◆ Document extract:
= = = = = = =

Case of the Day, Tuesday, October 28, 2014
DIVING INTO THE SHALLOW END
There’s nothing funny about it: there are about 800 spinal cord injuries a year from swimmers — mostly young people — diving into shallow water. The idea that you ought to check the depth of the water before diving in is a pellucid as Bahamian waters. Yet diving accident victims often litigate the issue anyway. Today’s case is an interesting application of the “open and obvious” doctrine.
The Koops, who were the property owners, weren’t recreational users, because their property was open only to invited guests, not the public. So they had no immunity under Ohio’s recreational user statute. As invitees, their guests were owed ordinary care by the Koops – which included a warning of any dangers that weren’t open and obvious. When one guest ran across the dock and dove into 18-inch water — rendering himself a quadriplegic — he sued the Koops for negligence. The Court ruled that the danger was open and obvious.
Not to be deterred, Galinari argued he had been distracted by “attendant circumstances.” Not a bad argument: “attendant circumstances” can defeat the “open and obvious” doctrine. But such circumstances must divert the attention of the injured party, significantly enhance the danger of the defect, contribute to the injury, and be beyond the control of injured party. Attendant circumstances in the past have included such circumstances as time of day, lack of familiarity with the route taken, lighting conditions, and accumulation of ice. But here, the best the plaintiff could muster was that the water was inviting, other people were swimming in the lake, and there were no posted warnings. Not enough, the Court ruled, to excuse the young man from the simple precaution of checking water depth first.
Galinari v. Koop, Slip Copy, 2007 WL 2482673 (Ct.App. Ohio, Sept. 4, 2007). In a tragic July 4 accident, 21-year old Nick Galinari dove off a dock into a shallow lake owned by Koop, severely injuring his spinal cord and rendering him a quadriplegic. Galinari was invited by his girlfriend, Kristin Bounds, to attend a family party hosted by Koops on their property.

= = = = = = =

◆ Data block:
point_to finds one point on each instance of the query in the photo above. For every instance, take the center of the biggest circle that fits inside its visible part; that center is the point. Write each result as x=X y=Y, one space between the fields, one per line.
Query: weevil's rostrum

= = = = = = =

◆ Instruction:
Can you transcribe, word for word, the part of the diving-accident case summary above that falls between "Galinari v. Koop, Slip" and "on their property.", inclusive?

◆ Answer to the exercise:
Galinari v. Koop, Slip Copy, 2007 WL 2482673 (Ct.App. Ohio, Sept. 4, 2007). In a tragic July 4 accident, 21-year old Nick Galinari dove off a dock into a shallow lake owned by Koop, severely injuring his spinal cord and rendering him a quadriplegic. Galinari was invited by his girlfriend, Kristin Bounds, to attend a family party hosted by Koops on their property.